A espécie refugiados
De quando em quando a palavra refugiados volta a frequentar as manchetes da mídia mundial. Especialmente a do Ocidente. Com a entrada do Talibã em Cabul, estamos num desses momentos.
Só que o assunto tem um prazo de validade curtíssimo. Logo é esquecido. Como se os refugiados deixassem de existir. Até uma nova tragédia acontecer. Pode ser quando o Mar Mediterrâneo se transforma em cemitério para centenas deles. Pode ser quando o corpo de um menino é encontrado numa praia qualquer. E Khaled Hosseini escreve o belo “A Memória do Mar”.
Não temos a mínima capacidade de imaginar a vida dessas pessoas em seus países natal antes de precisarem fugir. As perseguições políticas. As perseguições religiosas. Fugir! O regime no encalço sempre pronto para atirar. Entregar as poucas economias e a vida nas mãos de aproveitadores. Enfrentar a alta probabilidade de morrer na fuga.
A revoluções que ficaram conhecidas como “Primavera Árabe” derrubaram vários regimes de ditadores no Oriente Médio. Não conseguiram derrubar o regime sírio que contra-atacou com força. É nessa Síria em guerra que vamos encontrar a jovem Doaa Al Zamel. Baseado em muitas horas de entrevista, sua história é contada por Melissa Fleming de modo romanceado no livro “Uma Esperança mais Forte que o Mar”.
Depois de participar dos protestos contra o governo, Doaa viu sua cidade ser e cercada por tanques. Soldados do regime com ordens de atirar antes e perguntar depois. Com ordens de torturarem desde as crianças. Com ordens para invadirem as casas. Contam-se centenas de milhares de sírios mortos pelo regime desde o início da guerra.
A primeira fuga foi o Egito. Na época os refugiados sírios eram recebidos com festas. Não durou muito. Logo o regime egípcio caiu e as perseguições aos refugiados recomeçaram. Ainda no Egito, Doaa percebeu que retornar a sua amada Síria e para vida anterior com sua família seria impossível.
Embarcou com o namorado Bassen num barco que tinha como destino a Itália. Por qualquer ângulo que se tente dar a narrativa, é impossível imaginar como Doaa sobreviveu vários no mar depois que o barco foi atacado e destruído. O namorado não resistiu.

**Dados fornecidos:**
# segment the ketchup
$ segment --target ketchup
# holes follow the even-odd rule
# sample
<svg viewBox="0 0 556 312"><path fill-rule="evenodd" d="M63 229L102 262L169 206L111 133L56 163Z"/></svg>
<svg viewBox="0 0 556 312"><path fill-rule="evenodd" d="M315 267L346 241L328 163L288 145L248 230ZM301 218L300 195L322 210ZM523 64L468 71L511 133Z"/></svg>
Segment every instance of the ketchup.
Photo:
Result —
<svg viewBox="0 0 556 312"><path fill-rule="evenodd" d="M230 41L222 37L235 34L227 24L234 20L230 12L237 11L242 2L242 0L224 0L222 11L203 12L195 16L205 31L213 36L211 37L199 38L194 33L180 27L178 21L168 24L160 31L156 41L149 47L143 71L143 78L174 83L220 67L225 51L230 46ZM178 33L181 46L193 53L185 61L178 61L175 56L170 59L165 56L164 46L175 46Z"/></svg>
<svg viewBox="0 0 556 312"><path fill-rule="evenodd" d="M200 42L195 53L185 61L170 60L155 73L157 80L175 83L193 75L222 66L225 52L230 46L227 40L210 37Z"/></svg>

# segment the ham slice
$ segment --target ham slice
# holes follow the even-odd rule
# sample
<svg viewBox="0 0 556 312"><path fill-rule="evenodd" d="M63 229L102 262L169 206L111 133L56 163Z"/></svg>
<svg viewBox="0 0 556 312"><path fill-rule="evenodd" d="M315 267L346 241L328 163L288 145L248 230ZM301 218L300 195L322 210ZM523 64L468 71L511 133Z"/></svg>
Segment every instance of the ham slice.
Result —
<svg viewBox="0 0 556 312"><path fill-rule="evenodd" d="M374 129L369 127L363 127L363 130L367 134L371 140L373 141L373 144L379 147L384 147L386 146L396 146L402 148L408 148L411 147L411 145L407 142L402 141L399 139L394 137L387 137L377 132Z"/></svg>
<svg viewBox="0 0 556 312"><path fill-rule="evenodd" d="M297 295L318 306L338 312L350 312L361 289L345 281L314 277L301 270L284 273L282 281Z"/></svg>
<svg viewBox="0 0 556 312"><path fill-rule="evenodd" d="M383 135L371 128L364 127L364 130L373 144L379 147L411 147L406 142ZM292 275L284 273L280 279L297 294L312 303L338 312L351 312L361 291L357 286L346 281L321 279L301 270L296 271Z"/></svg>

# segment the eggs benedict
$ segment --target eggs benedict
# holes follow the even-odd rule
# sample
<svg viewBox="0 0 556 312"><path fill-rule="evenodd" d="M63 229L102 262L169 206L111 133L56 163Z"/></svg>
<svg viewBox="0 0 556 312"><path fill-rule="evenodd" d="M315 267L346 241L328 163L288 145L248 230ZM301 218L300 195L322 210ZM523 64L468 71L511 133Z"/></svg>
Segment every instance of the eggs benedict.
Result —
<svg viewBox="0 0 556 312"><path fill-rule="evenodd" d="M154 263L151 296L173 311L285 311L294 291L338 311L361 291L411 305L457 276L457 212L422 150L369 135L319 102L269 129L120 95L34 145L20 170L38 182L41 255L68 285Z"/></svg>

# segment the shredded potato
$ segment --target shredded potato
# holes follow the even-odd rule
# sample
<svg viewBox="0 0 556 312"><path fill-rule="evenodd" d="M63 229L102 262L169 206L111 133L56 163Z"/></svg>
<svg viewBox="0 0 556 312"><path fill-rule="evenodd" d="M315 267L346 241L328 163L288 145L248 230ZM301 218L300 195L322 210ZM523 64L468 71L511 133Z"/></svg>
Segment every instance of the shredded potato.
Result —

**Seu objetivo:**
Responda, por favor, com base no texto sobre refugiados:
(a) Quem conta a história de Doaa Al Zamel e em que livro?
(b) Para qual país foi a primeira fuga de Doaa?
(c) Qual era o destino do barco em que ela embarcou com Bassen?
As linhas não têm relação com o texto sobre refugiados.

**Resposta esperada:**
(a) Melissa Fleming, no livro “Uma Esperança mais Forte que o Mar”.
(b) Para o Egito.
(c) A Itália.